__DESCRIPTION OF THE TASK__: Nothing in the data should be left out or altered when it is retyped.

*** DATA UNDER STUDY Section Begins ***

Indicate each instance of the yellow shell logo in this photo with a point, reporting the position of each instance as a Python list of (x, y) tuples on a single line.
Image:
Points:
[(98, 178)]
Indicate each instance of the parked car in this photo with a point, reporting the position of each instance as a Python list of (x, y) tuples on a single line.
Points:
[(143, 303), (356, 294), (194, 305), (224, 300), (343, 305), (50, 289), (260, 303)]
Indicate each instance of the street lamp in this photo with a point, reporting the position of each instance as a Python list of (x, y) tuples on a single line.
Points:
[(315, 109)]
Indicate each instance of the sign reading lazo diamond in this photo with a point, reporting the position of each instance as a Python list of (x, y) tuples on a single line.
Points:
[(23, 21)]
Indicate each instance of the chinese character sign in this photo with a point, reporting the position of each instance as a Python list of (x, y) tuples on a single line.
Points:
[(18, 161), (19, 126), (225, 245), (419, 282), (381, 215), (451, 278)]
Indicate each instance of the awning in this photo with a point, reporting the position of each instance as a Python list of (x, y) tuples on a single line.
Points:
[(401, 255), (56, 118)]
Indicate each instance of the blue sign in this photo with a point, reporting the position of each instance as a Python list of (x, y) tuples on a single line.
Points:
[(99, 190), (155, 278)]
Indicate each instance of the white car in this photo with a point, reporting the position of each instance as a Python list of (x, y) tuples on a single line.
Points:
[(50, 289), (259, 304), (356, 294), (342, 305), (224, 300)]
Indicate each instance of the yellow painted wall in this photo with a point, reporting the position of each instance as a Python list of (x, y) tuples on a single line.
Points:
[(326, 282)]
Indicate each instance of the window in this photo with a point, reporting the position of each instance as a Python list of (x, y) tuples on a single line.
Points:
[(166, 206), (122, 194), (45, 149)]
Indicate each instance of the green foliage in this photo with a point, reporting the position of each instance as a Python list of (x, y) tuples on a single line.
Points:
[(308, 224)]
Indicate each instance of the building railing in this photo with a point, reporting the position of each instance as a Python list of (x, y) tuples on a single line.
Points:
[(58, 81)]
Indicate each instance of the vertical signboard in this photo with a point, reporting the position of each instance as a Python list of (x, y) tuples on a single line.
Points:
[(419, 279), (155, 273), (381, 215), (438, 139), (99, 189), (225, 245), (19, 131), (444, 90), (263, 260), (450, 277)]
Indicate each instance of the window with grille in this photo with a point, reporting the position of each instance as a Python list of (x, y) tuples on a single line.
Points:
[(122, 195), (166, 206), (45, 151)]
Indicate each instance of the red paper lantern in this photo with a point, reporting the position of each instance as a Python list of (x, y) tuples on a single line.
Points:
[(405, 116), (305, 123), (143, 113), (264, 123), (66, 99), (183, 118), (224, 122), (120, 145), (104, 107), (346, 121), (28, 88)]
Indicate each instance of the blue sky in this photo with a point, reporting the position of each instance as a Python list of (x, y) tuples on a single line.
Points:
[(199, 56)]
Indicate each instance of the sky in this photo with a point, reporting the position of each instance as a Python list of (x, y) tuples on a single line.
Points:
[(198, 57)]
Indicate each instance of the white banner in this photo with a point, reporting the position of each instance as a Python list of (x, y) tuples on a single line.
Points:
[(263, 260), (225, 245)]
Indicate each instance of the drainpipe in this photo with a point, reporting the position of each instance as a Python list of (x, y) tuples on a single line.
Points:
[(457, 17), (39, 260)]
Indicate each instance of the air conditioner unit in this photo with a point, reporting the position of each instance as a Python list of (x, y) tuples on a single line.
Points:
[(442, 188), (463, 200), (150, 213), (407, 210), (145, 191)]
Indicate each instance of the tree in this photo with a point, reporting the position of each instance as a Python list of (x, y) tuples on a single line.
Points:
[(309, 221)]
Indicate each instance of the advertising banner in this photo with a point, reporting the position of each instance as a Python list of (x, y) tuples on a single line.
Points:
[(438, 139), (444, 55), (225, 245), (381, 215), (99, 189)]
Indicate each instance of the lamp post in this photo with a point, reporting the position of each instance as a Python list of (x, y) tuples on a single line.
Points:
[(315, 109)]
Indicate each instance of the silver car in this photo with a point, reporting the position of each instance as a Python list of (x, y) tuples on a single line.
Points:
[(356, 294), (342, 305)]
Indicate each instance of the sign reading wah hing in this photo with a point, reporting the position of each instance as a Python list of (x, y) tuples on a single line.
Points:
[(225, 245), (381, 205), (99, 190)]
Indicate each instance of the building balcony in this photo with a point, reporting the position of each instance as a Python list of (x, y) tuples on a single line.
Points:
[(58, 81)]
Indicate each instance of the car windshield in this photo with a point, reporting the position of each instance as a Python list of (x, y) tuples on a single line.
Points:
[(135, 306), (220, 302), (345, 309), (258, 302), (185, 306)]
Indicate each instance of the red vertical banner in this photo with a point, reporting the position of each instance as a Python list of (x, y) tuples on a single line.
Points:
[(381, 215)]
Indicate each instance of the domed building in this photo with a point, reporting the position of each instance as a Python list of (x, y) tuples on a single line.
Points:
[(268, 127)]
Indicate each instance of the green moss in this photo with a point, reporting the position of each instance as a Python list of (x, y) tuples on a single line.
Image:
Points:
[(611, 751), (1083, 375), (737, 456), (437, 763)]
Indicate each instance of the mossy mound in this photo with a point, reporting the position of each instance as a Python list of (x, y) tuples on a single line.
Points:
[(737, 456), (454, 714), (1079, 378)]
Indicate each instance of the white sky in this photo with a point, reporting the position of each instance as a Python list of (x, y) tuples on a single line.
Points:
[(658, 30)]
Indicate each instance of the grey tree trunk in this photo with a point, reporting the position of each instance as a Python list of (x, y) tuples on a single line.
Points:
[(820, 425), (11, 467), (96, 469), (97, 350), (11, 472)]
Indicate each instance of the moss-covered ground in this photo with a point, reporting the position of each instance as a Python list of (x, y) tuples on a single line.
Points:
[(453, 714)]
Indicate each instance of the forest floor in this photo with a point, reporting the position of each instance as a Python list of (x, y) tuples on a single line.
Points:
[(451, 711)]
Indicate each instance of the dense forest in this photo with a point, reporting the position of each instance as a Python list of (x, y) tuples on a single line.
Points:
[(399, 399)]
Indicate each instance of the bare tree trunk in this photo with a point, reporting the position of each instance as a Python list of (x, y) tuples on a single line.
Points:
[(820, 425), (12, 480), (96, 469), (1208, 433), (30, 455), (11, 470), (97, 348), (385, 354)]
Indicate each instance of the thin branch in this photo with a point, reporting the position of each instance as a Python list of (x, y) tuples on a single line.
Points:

*** DATA UNDER STUDY Section Ends ***

__WRITTEN SOLUTION__:
Indicate each instance of the yellow shell logo in this photo with a point, reporting the position of each instance as a Python list of (x, y) tuples on a single line.
Image:
Points:
[(98, 178)]
Indicate each instance of the parked car in this photo with a point, reporting the position of each instance as a Python list of (x, y) tuples on a single line.
Points:
[(143, 303), (356, 294), (194, 305), (224, 300), (343, 305), (50, 289), (260, 303)]
Indicate each instance of the street lamp in this photo with a point, reporting the position of each instance as a Python list of (x, y) tuples on a single line.
Points:
[(315, 109)]
Indicate each instance of the sign reading lazo diamond in this photo with a point, reporting the position of each instance as a Python list of (x, y) tuples on a single line.
Points:
[(23, 21)]
Indicate each instance of the chinese character sign in this photo with a point, reporting the position of each instance as a Python list of (x, y) tuples on a single line.
Points:
[(18, 161), (19, 126), (225, 245), (419, 282), (381, 215), (451, 278)]
Indicate each instance of the awning in this photo with a point, reporting the position of each instance as a Python list of (x, y) tuples on a single line.
Points:
[(401, 255), (56, 118)]
Indicate each instance of the blue sign in this photo with a point, reporting the position of each instance as a Python list of (x, y) tuples on a single line.
Points:
[(99, 190), (155, 278)]
Indicate each instance of the white car in this photo with a point, reporting the position of each instance as a Python list of (x, y) tuples on a single line.
Points:
[(50, 289), (259, 304), (356, 294), (342, 305), (224, 300)]
Indicate each instance of the yellow painted wall in this photo with a point, reporting the position of each instance as a Python list of (x, y) tuples on a single line.
Points:
[(326, 282)]
Indicate each instance of the window in this photo with a point, reporting the position of each instance as a Python list of (x, y) tuples on a single line.
Points:
[(166, 206), (122, 194), (45, 149)]
Indicate each instance of the green foliage in this photo with a point, reporting the position of each instance as a Python list of (x, y) tuples on a single line.
Points:
[(308, 224)]
Indicate each instance of the building railing in this photo with a point, reporting the position of each instance as a Python list of (x, y) tuples on a single line.
Points:
[(58, 81)]
Indicate each instance of the vertical signboard in this photo with a point, reporting the position of each instance as a Python list of (x, y) tuples on a single line.
Points:
[(419, 279), (155, 273), (381, 215), (438, 139), (99, 189), (225, 245), (19, 131), (444, 90), (263, 260), (450, 277)]
Indicate each instance of the window with grille in this photo with a point, reporting the position of each instance as a Python list of (x, y) tuples on a single line.
Points:
[(122, 195), (166, 206), (45, 151)]
Indicate each instance of the red paper lantern in this photo with a point, reporting the position of each instance as a Python list of (x, y) tuples on a single line.
Points:
[(405, 116), (305, 123), (143, 113), (264, 123), (66, 99), (183, 118), (224, 122), (120, 145), (104, 107), (346, 121), (28, 88)]
Indicate each instance of the blue sky in this photo with a point, reporting the position of each instance as a Python list of (x, y) tuples on a single line.
Points:
[(199, 56)]
Indicate each instance of the sky in this photo with a point, reporting the position of each instance as a Python list of (x, y) tuples on a single line.
Points:
[(198, 57)]
Indicate each instance of the white banner in this photo with a point, reporting the position of each instance as a Python list of (x, y) tuples on a single line.
Points:
[(263, 260), (225, 245)]
Indicate each instance of the drainpipe in this photo with a point, reporting the position of each instance as a Python list of (x, y) tuples on a single line.
Points:
[(457, 17), (39, 260)]
Indicate each instance of the air conditioner unit in this photo with a point, reporting the position of each instance as a Python list of (x, y) tuples on a single line.
Points:
[(442, 188), (463, 200), (150, 213), (407, 210), (145, 191)]
Indicate each instance of the tree in this photo with a point, reporting the position of each instance as a Python list of (x, y) tuples on a single line.
Points:
[(309, 221)]
Indicate each instance of the advertising banner in this photo with a point, reporting the position of each instance as a Python list of (x, y) tuples on a single line.
Points:
[(438, 139), (444, 55), (225, 245), (381, 215), (99, 189)]
Indicate each instance of the lamp post in this photo with a point, reporting the position of each instance as a Python list of (x, y) tuples on a single line.
Points:
[(315, 109)]
Indicate each instance of the silver car in this photo with a point, reporting the position of each instance as a Python list of (x, y) tuples on a single line.
Points:
[(356, 294), (342, 305)]
Indicate each instance of the sign reading wah hing in this photo with a point, reporting the position of each instance as a Python list of (x, y) tuples on a single line.
Points:
[(225, 245), (381, 205), (99, 190)]
Indicate each instance of the building balcony in this photo with a point, reporting the position of each instance as a Python list of (x, y) tuples on a single line.
Points:
[(58, 81)]
Indicate each instance of the car windshield in this photo with a point, reporting the position of each instance as a Python list of (x, y) tuples on a single line.
Points:
[(135, 306), (220, 302), (345, 309), (258, 302), (185, 306)]
Indicate each instance of the red vertical banner in this photo with a point, reporting the position of each instance as a Python list of (x, y) tuples on a single line.
Points:
[(381, 215)]
Indicate each instance of the domed building in this photo with a point, reporting the position of each instance as a Python list of (x, y) tuples on a single line.
Points:
[(268, 127)]
Indicate each instance of the green moss in this photo with a point, reporting the position of each instance as a Python list of (x, y) tuples on a single line.
Image:
Points:
[(611, 751), (1083, 375), (737, 456), (437, 763)]
Indicate each instance of the mossy mound in this photo with a point, reporting the position of each instance as a Python list of (x, y) tuples on a single line.
Points:
[(737, 456), (454, 714), (1079, 378)]
Indicate each instance of the white sky in this photo with a point, reporting the position of each instance as a Python list of (x, y) tuples on a single line.
Points:
[(658, 30)]
Indicate each instance of the grey tree trunk in this photo with a point, reporting the position of each instance as a Python list of (x, y) tuples on a single line.
Points:
[(820, 425), (11, 467), (96, 469), (97, 350), (11, 472)]
Indicate each instance of the moss-covered ground in this photo with a point, reporting the position of each instance as a Python list of (x, y) tuples on a single line.
Points:
[(453, 714)]
Indicate each instance of the forest floor in this photo with a point, reporting the position of each instance as a Python list of (x, y) tuples on a single line.
Points:
[(451, 711)]
Indicate each instance of the dense forest in this photo with a point, reporting the position of each instance as a Python list of (x, y) tuples on a single line.
Points:
[(399, 399)]
Indicate each instance of the bare tree trunk in this photo with a point, reporting the position of each instance as a Python list of (x, y) tuples on a single line.
Points:
[(820, 425), (12, 480), (96, 469), (1208, 433), (30, 455), (11, 470), (97, 348), (385, 354)]
Indicate each instance of the thin branch in this photo with a point, reporting the position of each instance as a Python list of (x, y) tuples on a single line.
Points:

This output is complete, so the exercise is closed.